— Extrait de page —
.....

Cependant il fallait régler le mode d’exécution des travaux, et trois systèmes se trouvaient en présence : M. de La Bretonnière et M. Lefèvre, ingénieur en chef de la généralité de Caen, souvent consulté et trop rarement cru, voulaient qu’on coulât, pour former le noyau de la digue, des carcasses de vieux navires remplies de maçonneries brutes, et que sur cette ligne d’appui on jetât des pierres perdues. Suivant M. Decaux, le directeur du génie, il fallait commencer par fonder au milieu de l’entrée de la rade une île factice en caisses maçonnées descendues dans la mer, y construire un fort, et profiter, pour l’allongement des branches, de l’expérience acquise dans ce premier travail. La majorité des suffrages fut enlevée cependant par les fameux cônes de M. de Gessart, qui s’était déjà fait connaître par la construction du beau pont de Tours, d’une solidité à toute épreuve, disait-on, car il avait supporté sans se rompre le plus grand fardeau de la France, le passage de Mme du Barry. Les plus enthousiastes de cette conception furent le maréchal de Castries et le bon Louis XVI lui-même, qui, lorsque les journées des 5 et 6 octobre vinrent l’arracher du château de Versailles, avait encore son cabinet tapissé des dessins et garni des modèles qui l’avaient séduit.

.....

— Données fournies —
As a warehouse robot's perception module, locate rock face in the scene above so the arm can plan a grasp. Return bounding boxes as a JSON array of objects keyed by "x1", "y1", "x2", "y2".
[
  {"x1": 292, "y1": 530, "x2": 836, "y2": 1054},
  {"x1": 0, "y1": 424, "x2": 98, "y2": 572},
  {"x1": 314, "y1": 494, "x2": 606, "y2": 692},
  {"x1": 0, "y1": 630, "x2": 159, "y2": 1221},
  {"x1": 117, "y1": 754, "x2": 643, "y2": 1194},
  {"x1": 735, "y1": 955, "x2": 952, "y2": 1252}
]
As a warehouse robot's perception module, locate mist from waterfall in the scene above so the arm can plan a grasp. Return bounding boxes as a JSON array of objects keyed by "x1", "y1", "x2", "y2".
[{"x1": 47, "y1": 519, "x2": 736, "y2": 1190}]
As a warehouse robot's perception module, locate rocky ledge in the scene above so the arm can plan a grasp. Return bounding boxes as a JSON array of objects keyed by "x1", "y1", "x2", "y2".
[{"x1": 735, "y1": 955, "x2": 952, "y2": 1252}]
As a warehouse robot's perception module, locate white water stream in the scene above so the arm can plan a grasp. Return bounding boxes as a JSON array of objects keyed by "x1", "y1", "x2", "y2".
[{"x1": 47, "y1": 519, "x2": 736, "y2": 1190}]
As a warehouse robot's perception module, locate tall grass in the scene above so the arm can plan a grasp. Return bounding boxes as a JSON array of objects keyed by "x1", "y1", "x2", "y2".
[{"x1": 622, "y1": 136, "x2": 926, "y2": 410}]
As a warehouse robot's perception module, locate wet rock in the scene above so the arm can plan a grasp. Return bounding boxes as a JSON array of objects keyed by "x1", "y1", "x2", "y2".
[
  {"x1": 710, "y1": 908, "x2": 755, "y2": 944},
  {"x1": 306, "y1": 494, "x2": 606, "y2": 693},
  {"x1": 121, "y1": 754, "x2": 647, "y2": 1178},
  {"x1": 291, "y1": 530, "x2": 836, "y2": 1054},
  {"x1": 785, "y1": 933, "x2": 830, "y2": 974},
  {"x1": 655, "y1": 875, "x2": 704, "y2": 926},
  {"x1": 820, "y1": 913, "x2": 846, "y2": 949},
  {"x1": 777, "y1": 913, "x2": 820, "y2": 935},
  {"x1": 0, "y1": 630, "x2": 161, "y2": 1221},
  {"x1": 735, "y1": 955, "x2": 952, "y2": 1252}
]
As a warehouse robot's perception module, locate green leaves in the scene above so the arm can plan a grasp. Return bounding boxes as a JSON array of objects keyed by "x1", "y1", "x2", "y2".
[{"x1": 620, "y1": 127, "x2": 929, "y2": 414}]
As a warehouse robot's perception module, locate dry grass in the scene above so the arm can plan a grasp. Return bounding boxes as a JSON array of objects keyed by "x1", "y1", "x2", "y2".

.....

— Défis —
- a) Recopiez mot pour mot, en entier, l'extrait sur la construction de la digue.
- b) Comptez les lignes des enregistrements qui contiennent la chaîne « grass », en tenant compte des majuscules et des minuscules. Donnez uniquement ce nombre.

— Solutions —
- a)
Cependant il fallait régler le mode d’exécution des travaux, et trois systèmes se trouvaient en présence : M. de La Bretonnière et M. Lefèvre, ingénieur en chef de la généralité de Caen, souvent consulté et trop rarement cru, voulaient qu’on coulât, pour former le noyau de la digue, des carcasses de vieux navires remplies de maçonneries brutes, et que sur cette ligne d’appui on jetât des pierres perdues. Suivant M. Decaux, le directeur du génie, il fallait commencer par fonder au milieu de l’entrée de la rade une île factice en caisses maçonnées descendues dans la mer, y construire un fort, et profiter, pour l’allongement des branches, de l’expérience acquise dans ce premier travail. La majorité des suffrages fut enlevée cependant par les fameux cônes de M. de Gessart, qui s’était déjà fait connaître par la construction du beau pont de Tours, d’une solidité à toute épreuve, disait-on, car il avait supporté sans se rompre le plus grand fardeau de la France, le passage de Mme du Barry. Les plus enthousiastes de cette conception furent le maréchal de Castries et le bon Louis XVI lui-même, qui, lorsque les journées des 5 et 6 octobre vinrent l’arracher du château de Versailles, avait encore son cabinet tapissé des dessins et garni des modèles qui l’avaient séduit.

- b) 2